===== Data provided

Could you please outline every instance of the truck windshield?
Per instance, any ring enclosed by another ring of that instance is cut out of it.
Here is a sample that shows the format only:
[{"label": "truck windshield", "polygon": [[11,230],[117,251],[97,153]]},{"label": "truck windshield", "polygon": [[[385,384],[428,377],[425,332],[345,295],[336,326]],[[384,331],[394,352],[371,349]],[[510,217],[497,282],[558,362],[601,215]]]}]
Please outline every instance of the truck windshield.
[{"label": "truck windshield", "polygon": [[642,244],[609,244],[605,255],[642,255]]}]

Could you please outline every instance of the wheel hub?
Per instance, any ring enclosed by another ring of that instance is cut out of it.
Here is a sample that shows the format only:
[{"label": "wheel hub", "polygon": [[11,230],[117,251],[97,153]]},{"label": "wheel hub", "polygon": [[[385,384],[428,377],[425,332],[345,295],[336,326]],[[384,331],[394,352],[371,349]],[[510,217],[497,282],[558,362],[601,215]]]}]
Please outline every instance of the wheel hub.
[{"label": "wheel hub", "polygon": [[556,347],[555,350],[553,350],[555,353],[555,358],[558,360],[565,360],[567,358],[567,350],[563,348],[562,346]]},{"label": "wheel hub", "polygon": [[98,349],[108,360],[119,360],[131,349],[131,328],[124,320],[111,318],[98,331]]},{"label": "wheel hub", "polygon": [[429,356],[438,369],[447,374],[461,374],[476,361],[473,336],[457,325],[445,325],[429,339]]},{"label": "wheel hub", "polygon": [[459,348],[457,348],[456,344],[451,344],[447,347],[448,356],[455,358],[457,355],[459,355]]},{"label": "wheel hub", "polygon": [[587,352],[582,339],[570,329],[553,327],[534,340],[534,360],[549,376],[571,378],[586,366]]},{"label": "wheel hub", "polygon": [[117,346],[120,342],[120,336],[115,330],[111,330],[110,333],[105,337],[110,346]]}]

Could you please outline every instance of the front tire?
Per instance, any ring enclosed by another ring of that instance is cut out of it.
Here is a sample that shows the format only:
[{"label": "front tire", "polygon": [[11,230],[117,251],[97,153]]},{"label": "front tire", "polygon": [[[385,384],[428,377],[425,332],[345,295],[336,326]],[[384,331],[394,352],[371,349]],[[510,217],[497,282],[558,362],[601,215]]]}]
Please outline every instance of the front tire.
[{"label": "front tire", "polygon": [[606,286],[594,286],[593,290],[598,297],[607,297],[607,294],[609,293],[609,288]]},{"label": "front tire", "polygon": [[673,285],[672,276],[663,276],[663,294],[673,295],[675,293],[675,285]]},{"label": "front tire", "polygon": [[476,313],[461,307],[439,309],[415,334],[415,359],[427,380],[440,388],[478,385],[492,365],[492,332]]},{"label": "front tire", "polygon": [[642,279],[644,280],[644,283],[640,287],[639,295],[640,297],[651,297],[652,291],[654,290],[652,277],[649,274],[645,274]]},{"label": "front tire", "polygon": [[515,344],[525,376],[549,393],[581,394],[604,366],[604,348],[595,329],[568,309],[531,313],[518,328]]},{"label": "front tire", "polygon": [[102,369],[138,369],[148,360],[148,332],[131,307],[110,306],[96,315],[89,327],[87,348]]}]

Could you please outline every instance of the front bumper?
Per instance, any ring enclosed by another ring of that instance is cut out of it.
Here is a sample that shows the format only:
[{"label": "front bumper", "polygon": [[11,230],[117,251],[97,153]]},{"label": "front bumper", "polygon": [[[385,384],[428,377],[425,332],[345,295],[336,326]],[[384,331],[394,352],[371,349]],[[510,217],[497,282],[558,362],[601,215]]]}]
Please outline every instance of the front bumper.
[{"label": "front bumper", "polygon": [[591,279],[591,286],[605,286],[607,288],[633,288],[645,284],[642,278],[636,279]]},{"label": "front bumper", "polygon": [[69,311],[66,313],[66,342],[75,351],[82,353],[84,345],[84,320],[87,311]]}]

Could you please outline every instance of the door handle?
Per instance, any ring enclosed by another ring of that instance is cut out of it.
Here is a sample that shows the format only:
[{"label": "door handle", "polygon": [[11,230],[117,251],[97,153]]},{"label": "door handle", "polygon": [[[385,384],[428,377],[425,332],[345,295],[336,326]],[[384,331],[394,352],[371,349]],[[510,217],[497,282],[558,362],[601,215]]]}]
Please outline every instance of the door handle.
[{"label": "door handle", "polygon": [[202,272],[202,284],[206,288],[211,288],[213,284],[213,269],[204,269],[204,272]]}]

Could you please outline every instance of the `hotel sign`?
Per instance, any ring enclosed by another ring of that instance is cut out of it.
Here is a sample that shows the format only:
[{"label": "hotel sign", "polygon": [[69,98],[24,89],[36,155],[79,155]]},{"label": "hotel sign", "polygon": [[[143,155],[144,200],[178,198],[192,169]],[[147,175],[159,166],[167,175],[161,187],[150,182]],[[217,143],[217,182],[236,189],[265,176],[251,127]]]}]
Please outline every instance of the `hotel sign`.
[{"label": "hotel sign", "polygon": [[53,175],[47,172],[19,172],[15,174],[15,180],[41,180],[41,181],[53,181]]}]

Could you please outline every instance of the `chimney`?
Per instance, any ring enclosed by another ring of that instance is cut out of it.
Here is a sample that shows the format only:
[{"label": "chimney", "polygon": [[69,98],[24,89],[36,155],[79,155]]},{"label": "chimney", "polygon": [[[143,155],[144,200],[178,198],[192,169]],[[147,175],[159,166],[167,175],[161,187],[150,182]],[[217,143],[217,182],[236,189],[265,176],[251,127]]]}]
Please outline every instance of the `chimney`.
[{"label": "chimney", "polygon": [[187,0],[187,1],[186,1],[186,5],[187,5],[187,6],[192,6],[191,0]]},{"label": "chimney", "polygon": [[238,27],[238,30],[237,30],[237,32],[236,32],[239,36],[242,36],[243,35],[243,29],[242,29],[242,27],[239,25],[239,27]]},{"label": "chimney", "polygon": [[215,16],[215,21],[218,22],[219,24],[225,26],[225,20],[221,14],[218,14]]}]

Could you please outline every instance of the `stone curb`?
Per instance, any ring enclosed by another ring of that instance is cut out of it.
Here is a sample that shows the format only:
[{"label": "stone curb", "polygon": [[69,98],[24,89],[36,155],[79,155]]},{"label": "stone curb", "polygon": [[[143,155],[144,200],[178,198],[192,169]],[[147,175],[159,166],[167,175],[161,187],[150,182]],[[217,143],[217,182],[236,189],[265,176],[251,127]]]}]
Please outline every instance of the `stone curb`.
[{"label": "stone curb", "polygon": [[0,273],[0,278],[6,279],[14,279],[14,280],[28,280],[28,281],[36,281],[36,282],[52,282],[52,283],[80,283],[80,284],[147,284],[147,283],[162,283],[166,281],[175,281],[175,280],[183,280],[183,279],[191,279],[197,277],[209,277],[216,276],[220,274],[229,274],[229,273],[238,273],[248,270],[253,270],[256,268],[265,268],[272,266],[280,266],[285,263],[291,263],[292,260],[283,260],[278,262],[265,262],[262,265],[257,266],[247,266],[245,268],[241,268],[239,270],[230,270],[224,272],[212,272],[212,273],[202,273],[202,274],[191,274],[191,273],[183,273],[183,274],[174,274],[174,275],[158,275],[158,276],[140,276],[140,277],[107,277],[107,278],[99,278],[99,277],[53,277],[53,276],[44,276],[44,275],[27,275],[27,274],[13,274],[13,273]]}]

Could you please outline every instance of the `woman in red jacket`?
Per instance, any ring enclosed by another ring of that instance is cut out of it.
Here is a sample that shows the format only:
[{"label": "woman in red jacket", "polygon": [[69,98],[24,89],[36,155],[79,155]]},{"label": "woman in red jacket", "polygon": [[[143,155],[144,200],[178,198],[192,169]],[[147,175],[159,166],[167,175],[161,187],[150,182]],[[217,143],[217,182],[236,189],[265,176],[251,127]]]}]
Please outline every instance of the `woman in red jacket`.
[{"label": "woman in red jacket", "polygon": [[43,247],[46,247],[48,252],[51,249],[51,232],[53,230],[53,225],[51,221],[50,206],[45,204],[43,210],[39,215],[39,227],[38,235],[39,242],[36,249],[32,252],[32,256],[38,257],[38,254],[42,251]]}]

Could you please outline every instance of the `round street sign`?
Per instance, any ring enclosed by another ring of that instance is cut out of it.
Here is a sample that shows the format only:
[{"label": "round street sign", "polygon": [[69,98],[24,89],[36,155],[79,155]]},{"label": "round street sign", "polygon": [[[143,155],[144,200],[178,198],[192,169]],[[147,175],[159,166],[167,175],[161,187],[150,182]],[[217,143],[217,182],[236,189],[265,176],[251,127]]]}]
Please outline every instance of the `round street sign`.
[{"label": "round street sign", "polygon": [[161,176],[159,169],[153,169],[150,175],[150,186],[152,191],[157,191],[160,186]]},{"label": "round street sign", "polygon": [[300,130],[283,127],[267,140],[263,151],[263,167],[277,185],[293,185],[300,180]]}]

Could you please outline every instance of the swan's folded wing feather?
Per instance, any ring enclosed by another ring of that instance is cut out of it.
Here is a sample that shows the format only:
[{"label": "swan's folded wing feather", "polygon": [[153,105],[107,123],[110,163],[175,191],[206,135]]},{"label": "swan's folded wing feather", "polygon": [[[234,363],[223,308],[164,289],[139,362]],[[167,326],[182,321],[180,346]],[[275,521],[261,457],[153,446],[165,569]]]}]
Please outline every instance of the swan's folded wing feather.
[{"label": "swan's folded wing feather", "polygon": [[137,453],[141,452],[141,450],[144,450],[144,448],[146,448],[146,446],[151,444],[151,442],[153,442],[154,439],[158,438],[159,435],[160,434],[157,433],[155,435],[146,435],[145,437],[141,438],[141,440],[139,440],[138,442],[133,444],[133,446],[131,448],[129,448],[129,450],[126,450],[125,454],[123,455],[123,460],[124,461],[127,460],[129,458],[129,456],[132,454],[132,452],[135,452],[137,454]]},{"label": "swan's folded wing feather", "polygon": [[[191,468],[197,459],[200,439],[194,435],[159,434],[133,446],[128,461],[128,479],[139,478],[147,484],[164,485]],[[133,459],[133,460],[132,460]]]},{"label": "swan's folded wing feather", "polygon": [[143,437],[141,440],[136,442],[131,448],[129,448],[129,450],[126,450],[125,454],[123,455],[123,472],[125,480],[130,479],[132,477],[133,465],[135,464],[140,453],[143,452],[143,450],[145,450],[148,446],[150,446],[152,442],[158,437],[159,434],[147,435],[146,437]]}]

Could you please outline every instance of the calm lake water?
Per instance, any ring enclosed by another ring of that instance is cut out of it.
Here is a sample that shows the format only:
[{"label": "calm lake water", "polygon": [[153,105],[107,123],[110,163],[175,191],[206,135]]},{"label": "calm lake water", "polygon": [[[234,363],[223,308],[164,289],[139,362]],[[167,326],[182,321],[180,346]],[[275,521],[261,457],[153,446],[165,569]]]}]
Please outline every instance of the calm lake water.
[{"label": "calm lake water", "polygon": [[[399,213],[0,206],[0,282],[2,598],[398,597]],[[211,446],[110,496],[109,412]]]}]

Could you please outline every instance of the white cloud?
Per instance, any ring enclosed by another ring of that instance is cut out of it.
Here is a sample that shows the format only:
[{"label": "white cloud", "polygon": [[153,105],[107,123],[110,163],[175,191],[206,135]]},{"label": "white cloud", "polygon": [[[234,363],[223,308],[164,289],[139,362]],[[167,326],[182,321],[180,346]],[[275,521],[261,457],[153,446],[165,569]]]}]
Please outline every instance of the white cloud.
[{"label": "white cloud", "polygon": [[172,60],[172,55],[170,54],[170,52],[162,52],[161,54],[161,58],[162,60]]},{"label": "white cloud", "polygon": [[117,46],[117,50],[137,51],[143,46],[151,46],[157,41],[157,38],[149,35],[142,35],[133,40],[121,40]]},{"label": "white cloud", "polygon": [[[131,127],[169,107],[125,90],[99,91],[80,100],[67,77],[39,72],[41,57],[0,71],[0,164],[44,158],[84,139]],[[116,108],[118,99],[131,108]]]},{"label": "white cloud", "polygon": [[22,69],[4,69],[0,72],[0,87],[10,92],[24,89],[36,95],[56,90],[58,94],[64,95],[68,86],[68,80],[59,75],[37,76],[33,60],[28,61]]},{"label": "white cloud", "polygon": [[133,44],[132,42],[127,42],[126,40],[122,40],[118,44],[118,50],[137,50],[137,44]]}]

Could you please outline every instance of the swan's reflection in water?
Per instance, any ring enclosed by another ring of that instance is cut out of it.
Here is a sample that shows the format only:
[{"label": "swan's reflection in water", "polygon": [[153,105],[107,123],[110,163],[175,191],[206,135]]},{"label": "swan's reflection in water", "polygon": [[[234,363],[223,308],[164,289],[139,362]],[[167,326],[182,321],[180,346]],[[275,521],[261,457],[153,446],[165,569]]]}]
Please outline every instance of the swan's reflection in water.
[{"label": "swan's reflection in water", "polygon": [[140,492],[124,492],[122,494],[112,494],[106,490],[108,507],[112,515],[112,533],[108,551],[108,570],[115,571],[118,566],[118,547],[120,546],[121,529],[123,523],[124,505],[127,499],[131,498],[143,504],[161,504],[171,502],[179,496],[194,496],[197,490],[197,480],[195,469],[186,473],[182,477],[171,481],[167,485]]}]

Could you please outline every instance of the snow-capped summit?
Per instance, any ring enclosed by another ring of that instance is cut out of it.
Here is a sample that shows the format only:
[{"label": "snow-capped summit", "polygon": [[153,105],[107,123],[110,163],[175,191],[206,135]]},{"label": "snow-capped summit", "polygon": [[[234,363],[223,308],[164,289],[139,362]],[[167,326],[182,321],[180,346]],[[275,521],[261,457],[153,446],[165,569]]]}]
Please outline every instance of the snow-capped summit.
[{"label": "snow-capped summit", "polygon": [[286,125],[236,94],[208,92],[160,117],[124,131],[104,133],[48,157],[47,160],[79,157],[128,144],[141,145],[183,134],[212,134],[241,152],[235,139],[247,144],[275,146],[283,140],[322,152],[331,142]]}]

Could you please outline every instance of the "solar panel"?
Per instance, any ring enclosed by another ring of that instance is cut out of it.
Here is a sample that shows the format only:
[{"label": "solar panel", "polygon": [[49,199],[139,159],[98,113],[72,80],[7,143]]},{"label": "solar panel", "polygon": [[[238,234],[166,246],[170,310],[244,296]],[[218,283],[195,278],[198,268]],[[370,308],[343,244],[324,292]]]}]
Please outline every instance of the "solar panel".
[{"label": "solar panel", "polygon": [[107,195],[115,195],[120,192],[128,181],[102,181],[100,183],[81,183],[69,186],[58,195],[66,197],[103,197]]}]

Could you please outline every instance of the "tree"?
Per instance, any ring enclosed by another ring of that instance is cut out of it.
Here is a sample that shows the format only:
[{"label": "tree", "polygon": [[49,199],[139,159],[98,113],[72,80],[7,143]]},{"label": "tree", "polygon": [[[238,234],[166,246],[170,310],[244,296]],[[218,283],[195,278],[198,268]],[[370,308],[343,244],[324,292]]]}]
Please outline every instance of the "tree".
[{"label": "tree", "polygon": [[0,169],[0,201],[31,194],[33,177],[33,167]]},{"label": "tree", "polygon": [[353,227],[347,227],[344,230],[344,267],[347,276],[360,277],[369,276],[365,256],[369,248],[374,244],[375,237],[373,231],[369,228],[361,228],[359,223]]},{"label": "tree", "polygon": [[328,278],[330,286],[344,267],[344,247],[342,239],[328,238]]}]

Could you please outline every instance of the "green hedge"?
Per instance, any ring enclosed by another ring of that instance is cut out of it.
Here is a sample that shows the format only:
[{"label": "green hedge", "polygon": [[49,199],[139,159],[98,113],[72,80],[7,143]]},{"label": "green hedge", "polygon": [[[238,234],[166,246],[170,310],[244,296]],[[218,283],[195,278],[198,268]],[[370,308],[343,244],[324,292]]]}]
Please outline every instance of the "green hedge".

==========

Problem to solve: The lines in the entries above that carry the word "green" must be copied.

Response to the task:
Could you please outline every instance of the "green hedge"?
[{"label": "green hedge", "polygon": [[49,199],[139,159],[98,113],[72,80],[7,143]]},{"label": "green hedge", "polygon": [[[238,234],[166,246],[170,310],[244,296]],[[218,283],[195,278],[198,268]],[[370,308],[343,244],[324,292]]]}]
Please outline every instance of the "green hedge".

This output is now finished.